╭─ Extract provided

FIG. 13B is a drawing describing an example of the processing flow
for the middle stage of insertion processing, which is the
processing to prepare array elements for the node pair to be
inserted, in one embodiment of the present invention. FIG. 13C is a
drawing describing an example of the processing flow for the last
stage of insertion processing, which is the processing to obtain
the position for inserting the node pair, to write the contents for
each node of the node pair, and to complete the insertion
processing, in one embodiment of the present invention.
[0287] First, in step S1301 of FIG. 13A, the array element number
of the root node is set in the array element number of the search
start node. Then, at step S1302, the encoded insertion key
generated in the above noted step S1203a is set as the encoded
search key.
[0288] Next, proceeding to step S1310a, the array wherein the
coupled-node tree is stored is searched from the root node using
the encoded insertion key, and a reference pointer is obtained.

╰─

*Task instructions:*
(1) Retype the insertion-processing passage from "[0287] First, in" to "search key.".
(2) In the insertion-processing passage, what is set as the encoded search key at step S1302?

╭─ Source material

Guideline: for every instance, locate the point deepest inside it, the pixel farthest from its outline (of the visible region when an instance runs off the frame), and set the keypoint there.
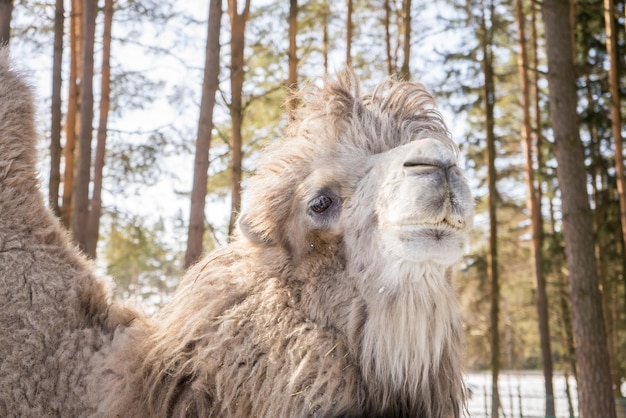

╰─

*Solutions below:*
(1)
[0287] First, in step S1301 of FIG. 13A, the array element number
of the root node is set in the array element number of the search
start node. Then, at step S1302, the encoded insertion key
generated in the above noted step S1203a is set as the encoded
search key.

(2) The encoded insertion key generated in step S1203a.